**TEXTAUSZUG**
******

Ich werde selbstverständlich auch Herrn Orbán schreiben und ihm den Rücken stärken. Er soll keinesfalls einen Rückzieher machen, auch wenn er schon nicht darum herumkommt, ein paar kleine Retuschen an dem Gesetz anzubringen, die nicht wirklich etwas dran ändern.

Ich wollte auch Herrn Van Rompuy schreiben. Aber leider habe ich seine Privatanschrift nicht und in den Brüsseler Mühlen käme mein Brief womöglich in die falschen Hände. Dort weiß ja die Linke nicht, was die Rechte tut. Umgekehrt ist es zum Glück nicht ganz so schlimm, weil die Rechte passt besser auf. Ich bitte trotzdem vorsichtshalber Sie, lieber Herr Barroso, Herrn Rompuy meinen ganz besonderen Dank für sein kluges, umsichtiges Verhalten in Budapest zu übermitteln. Ich habe den Herrn Ratspräsidenten zunächst für eine Art Graf Bobby gehalten, aber ich habe eben auch ihn unterschätzt.

******

**ROHDATEN**
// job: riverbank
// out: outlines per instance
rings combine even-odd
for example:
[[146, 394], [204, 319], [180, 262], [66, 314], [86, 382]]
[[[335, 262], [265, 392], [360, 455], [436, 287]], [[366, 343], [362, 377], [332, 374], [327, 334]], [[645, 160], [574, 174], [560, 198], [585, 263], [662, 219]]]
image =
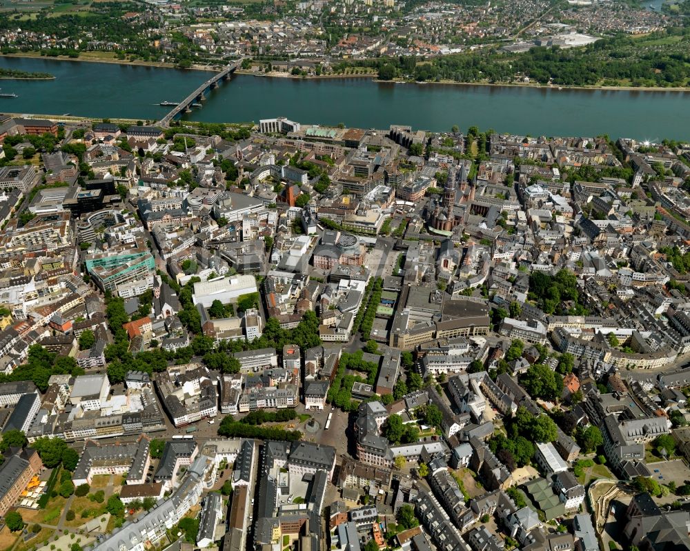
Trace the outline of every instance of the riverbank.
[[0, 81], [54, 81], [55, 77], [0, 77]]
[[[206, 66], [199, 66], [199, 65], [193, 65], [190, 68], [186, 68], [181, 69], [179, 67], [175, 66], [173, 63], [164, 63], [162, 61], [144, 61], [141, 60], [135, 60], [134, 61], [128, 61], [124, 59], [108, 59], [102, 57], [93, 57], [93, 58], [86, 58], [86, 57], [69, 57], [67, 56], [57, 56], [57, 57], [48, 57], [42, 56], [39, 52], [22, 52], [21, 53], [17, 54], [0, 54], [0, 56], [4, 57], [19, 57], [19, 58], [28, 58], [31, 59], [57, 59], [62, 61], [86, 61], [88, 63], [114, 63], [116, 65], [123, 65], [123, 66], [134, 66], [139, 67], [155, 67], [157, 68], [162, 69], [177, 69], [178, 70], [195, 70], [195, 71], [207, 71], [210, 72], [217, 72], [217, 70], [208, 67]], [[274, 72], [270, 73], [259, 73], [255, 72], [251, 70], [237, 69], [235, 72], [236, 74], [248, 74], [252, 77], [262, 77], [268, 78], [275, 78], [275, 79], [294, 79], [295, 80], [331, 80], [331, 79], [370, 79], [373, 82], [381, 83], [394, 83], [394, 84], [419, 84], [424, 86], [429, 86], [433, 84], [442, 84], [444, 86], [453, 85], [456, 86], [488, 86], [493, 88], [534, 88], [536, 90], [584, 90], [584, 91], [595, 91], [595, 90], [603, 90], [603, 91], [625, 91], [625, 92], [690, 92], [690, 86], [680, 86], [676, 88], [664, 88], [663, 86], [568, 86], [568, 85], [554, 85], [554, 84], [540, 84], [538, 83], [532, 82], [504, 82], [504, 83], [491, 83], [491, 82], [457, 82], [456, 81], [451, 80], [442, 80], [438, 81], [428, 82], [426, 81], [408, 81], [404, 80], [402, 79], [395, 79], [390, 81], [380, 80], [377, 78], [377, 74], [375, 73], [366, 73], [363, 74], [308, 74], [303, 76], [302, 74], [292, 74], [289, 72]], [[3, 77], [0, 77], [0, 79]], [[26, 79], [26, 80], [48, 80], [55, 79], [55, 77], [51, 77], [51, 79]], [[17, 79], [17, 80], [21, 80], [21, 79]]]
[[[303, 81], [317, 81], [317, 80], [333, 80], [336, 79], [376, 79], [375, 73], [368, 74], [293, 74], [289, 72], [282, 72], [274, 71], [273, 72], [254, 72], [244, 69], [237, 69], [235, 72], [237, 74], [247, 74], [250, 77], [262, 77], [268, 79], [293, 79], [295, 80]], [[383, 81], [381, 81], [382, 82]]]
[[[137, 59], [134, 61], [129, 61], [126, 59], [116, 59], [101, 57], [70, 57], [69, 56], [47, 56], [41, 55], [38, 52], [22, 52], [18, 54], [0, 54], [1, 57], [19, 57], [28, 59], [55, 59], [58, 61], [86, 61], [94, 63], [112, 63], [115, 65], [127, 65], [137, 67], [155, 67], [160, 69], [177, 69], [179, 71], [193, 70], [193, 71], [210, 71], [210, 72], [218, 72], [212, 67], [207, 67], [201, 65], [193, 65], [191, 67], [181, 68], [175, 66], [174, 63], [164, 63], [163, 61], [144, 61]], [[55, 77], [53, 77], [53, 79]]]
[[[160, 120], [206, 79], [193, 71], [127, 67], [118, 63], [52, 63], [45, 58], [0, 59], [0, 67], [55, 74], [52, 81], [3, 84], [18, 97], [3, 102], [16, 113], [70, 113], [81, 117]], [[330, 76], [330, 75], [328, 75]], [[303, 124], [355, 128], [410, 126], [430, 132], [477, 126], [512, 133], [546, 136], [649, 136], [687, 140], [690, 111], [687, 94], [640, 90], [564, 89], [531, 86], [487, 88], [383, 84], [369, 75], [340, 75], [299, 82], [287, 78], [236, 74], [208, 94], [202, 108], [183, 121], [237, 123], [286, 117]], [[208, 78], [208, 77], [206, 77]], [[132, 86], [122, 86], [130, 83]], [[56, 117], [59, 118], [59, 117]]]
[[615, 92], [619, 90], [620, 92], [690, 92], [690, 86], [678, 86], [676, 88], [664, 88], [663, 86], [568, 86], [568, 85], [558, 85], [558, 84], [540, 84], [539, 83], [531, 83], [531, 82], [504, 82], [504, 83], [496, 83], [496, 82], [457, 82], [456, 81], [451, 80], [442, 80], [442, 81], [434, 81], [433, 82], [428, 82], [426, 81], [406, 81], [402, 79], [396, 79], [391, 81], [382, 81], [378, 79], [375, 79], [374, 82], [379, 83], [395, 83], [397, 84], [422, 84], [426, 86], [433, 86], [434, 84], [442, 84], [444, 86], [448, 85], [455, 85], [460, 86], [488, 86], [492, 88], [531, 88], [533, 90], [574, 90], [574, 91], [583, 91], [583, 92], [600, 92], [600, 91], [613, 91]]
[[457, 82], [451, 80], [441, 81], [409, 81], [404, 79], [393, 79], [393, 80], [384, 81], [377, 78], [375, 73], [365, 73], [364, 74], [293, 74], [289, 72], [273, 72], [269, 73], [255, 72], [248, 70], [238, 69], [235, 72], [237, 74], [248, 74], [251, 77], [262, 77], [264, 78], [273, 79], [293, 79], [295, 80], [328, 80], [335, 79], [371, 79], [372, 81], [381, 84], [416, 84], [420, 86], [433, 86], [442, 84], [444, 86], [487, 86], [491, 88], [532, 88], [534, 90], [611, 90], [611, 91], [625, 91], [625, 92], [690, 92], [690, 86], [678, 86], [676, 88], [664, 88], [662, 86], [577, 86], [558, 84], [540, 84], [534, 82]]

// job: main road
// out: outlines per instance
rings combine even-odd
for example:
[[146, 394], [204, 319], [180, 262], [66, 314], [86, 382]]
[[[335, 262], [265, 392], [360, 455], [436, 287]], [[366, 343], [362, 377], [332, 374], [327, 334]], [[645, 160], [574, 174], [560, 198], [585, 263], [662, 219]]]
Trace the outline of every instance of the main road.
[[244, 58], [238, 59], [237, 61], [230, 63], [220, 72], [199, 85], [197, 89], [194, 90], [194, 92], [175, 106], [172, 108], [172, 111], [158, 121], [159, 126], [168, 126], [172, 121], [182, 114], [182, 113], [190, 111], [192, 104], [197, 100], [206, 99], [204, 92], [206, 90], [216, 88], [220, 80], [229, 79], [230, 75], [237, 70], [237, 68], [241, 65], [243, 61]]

******

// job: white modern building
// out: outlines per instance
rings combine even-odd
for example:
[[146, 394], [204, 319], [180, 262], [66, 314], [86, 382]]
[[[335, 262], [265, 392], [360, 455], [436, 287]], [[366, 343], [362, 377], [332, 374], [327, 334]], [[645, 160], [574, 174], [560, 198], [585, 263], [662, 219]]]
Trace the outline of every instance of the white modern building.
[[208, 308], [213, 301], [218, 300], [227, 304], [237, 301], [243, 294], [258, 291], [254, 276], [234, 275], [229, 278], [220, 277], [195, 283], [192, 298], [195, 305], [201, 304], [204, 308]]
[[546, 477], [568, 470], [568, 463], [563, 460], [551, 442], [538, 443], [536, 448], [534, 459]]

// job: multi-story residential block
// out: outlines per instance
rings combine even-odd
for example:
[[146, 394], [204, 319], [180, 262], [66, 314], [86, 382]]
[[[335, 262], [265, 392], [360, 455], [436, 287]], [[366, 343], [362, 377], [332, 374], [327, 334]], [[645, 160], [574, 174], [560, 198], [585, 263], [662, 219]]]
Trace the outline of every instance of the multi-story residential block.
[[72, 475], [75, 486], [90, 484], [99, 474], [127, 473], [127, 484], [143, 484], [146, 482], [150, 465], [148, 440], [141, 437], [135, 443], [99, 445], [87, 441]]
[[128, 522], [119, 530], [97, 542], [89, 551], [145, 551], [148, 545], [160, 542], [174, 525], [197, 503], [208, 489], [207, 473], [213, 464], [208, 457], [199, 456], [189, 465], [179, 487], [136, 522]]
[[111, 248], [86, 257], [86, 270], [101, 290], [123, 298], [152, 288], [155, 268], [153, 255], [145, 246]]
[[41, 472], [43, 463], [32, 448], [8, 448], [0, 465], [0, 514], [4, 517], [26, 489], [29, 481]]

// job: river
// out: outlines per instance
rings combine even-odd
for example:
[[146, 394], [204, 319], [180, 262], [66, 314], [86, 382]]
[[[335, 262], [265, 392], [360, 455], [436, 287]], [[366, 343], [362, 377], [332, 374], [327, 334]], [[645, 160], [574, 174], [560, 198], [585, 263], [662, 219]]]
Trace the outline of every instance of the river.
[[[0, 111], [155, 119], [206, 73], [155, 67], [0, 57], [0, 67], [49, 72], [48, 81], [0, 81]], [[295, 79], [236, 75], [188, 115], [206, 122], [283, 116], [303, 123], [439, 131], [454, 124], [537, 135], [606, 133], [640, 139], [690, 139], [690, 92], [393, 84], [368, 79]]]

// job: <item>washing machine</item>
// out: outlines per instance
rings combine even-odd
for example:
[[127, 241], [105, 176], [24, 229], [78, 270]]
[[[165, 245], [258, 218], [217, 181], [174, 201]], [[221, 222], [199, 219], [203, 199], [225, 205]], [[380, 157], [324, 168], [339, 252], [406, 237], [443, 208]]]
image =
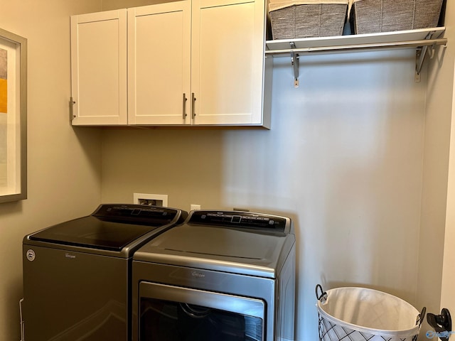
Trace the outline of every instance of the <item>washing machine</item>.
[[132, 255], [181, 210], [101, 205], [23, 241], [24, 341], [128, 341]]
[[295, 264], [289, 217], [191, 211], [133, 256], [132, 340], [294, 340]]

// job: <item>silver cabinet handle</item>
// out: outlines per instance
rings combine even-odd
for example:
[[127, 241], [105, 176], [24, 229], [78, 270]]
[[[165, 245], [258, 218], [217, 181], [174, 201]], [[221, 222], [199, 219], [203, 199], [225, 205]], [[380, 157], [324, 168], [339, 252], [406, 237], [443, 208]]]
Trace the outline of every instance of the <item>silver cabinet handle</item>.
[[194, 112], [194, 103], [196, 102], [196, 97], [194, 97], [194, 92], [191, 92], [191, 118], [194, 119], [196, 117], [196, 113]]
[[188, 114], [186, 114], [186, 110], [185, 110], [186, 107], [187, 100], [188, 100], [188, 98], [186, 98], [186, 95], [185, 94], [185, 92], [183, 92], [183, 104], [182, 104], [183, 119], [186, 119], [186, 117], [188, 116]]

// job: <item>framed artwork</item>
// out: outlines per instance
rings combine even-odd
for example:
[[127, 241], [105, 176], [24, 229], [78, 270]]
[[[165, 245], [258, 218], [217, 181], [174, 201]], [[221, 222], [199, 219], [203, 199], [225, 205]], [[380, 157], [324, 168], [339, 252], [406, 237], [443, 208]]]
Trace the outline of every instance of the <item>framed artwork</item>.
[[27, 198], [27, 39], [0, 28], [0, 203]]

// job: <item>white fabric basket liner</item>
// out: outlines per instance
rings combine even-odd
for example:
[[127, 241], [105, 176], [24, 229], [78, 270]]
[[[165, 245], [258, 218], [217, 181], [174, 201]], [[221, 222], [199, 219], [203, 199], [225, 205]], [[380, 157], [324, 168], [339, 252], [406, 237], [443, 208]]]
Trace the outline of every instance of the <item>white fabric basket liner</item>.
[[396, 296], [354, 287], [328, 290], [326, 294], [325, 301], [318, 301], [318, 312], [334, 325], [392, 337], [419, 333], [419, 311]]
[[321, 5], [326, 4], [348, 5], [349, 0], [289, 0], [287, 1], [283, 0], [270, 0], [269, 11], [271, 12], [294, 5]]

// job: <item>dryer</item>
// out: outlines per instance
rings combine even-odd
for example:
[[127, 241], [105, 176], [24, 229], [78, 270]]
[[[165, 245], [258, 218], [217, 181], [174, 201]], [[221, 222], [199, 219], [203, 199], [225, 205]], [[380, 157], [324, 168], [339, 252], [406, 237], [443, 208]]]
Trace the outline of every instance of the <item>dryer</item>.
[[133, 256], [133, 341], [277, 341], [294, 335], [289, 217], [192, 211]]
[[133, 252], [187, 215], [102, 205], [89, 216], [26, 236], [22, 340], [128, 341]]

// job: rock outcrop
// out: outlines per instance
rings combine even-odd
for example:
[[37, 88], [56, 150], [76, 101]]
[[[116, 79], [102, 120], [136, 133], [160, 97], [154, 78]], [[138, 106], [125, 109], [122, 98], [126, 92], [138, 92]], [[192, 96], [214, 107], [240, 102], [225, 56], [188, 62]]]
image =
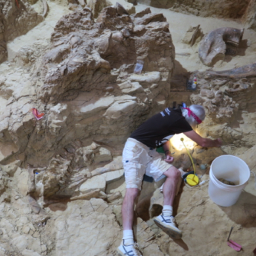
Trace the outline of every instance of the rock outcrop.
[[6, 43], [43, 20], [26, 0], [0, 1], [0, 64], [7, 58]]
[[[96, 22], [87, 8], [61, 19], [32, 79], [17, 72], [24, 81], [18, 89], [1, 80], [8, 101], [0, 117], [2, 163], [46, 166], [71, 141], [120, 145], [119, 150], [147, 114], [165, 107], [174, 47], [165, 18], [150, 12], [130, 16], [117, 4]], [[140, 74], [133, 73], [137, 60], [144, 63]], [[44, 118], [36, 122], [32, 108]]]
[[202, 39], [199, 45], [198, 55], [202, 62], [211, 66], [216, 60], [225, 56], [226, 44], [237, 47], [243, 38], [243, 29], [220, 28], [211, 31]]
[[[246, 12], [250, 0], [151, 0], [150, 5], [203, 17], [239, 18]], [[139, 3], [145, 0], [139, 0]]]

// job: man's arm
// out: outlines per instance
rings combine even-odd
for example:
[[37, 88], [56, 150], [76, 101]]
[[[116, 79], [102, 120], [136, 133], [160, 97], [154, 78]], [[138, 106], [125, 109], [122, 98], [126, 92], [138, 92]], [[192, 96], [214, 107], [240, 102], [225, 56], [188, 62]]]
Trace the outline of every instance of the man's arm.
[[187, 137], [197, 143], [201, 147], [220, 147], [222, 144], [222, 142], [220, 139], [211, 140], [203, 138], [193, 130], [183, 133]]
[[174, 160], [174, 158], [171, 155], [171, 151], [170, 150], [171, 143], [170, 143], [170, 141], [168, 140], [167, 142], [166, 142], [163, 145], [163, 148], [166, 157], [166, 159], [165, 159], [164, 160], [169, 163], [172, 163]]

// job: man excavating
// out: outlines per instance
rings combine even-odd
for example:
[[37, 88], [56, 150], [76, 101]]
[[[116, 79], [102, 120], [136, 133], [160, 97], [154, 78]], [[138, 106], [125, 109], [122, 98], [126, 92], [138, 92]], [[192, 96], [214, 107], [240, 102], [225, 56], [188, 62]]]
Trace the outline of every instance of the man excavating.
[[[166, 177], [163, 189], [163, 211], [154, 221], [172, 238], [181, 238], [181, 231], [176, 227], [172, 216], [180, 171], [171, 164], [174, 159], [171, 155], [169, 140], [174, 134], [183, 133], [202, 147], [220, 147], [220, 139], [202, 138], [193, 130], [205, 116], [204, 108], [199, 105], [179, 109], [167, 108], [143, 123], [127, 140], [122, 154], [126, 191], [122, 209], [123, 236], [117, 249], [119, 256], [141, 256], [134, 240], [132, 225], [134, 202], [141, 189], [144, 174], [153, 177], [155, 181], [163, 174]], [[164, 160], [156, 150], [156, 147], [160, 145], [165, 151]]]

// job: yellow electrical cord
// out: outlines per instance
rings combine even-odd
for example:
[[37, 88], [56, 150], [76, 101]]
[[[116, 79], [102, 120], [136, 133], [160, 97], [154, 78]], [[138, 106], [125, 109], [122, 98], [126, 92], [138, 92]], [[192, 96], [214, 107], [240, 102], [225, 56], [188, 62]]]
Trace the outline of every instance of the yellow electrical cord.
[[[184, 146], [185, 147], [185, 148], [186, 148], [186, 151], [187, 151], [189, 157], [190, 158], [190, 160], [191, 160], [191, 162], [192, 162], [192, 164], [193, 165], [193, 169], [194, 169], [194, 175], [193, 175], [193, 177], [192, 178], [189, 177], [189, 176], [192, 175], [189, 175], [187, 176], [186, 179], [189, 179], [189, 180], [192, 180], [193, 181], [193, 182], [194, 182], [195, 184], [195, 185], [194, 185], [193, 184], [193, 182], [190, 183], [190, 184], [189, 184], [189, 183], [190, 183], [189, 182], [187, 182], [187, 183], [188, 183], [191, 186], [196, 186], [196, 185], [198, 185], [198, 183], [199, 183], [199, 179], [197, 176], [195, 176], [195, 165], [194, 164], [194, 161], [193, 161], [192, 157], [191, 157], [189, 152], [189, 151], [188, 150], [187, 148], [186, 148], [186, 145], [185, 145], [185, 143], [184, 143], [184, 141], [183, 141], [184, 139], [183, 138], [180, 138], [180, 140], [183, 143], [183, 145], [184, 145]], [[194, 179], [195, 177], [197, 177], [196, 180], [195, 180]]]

******

**ARBEITSANWEISUNGEN**
a – Was fehlt laut dem Textauszug, um Herrn Van Rompuy direkt zu schreiben?
b – Sammle alle Zeilen der Auflistung, in denen die Zeichenfolge "silver" vorkommt. Achte dabei auf Groß- und Kleinschreibung.
Der Textauszug und die Auflistung sind voneinander unabhängiges Material.

**ERGEBNISSE**
a – Seine Privatanschrift.

b –
// job: <item>silver cabinet handle</item>
Trace the outline of every instance of the <item>silver cabinet handle</item>.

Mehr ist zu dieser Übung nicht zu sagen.